Reproduce the Best Buy article below word for word, everything from "Joly noted that" down to "back on track?".

> PAGE TEXT:
════════════════
Best Buy is profitable. It also has more than $3.1 billion in cash and short-term investments -- up from $1.9 billion a year ago.

Related: Should J.C. Penney close 300 more stores?

Joly and CFO Sharon McCollam, a widely-respected retail veteran who is credited with making Williams-Sonoma (WSM) into an online retailing powerhouse, seem to get that Best Buy must adapt or it may suffer the same fate as former rival Circuit City or Borders. Both of them went out of business -- largely due to the Amazon effect.

Joly noted that visits to Best Buy's website increased even as fewer people went to the actual stores. Online sales in the U.S. rose 22% from a year ago -- the third consecutive quarter of more than 20% growth. That's impressive.

But will that be enough to get Best Buy's overall sales back on track?

McCollam pointed out that part of the problem for Best Buy is that there aren't really that many exciting, new, must-have devices out there. That may sound like an excuse. But I think there's a grain of truth in it.

Unless Apple (AAPL) really blows consumers away with the upcoming iPhone 6 launch, there may not be a compelling need for that many people to buy new smartphones between now and the end of the year.

Related: Be wary of no money down iPhone 6

So while it's true that Best Buy has been doing a better job of offering products at a competitive price lately, the company is at the mercy of the Apples, Samsungs and LGs of the world. It's only worth shopping at Best Buy if you actually have a need to buy a new phone, tablet or TV in the first place.
════════════════
> PROVIDED RECORDS:
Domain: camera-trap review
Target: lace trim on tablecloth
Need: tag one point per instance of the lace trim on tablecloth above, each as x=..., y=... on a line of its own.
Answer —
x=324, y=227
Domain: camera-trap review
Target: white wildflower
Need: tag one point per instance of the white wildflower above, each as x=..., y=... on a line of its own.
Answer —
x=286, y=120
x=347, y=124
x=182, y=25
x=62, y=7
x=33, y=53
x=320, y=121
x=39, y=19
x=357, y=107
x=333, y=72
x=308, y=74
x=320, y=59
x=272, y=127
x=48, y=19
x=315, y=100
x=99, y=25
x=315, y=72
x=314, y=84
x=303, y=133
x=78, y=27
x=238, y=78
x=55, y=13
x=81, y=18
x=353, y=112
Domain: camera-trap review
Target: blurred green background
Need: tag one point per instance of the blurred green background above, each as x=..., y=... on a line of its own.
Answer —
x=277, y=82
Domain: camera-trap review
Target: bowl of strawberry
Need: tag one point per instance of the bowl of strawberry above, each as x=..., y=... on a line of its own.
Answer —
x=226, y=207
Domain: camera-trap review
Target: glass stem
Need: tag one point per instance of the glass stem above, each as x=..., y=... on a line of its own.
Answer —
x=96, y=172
════════════════
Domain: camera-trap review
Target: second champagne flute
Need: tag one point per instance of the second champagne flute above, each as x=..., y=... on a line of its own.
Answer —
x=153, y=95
════════════════
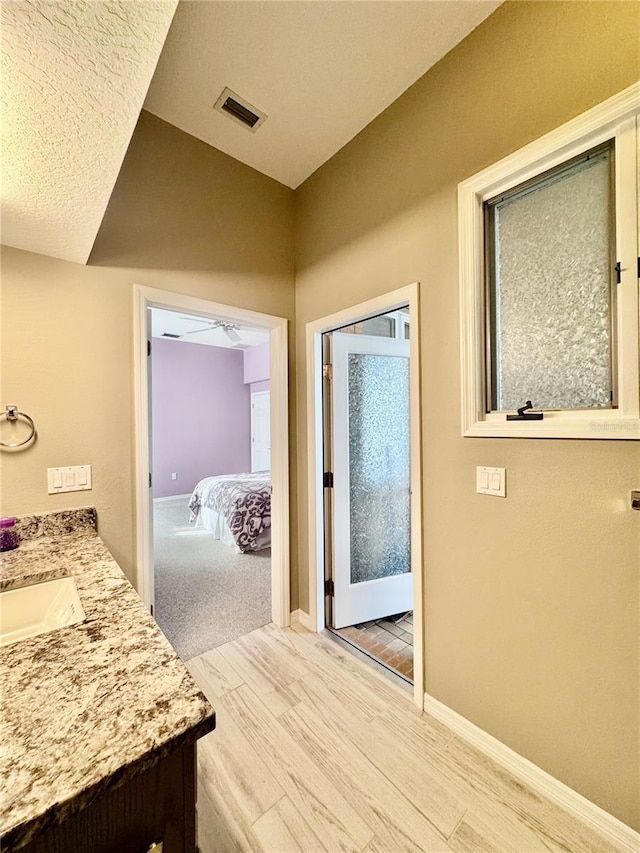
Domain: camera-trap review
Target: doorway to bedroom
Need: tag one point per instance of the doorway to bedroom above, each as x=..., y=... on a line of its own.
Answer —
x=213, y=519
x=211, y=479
════════════════
> RESPONSE TO THIS TASK:
Joly noted that visits to Best Buy's website increased even as fewer people went to the actual stores. Online sales in the U.S. rose 22% from a year ago -- the third consecutive quarter of more than 20% growth. That's impressive.

But will that be enough to get Best Buy's overall sales back on track?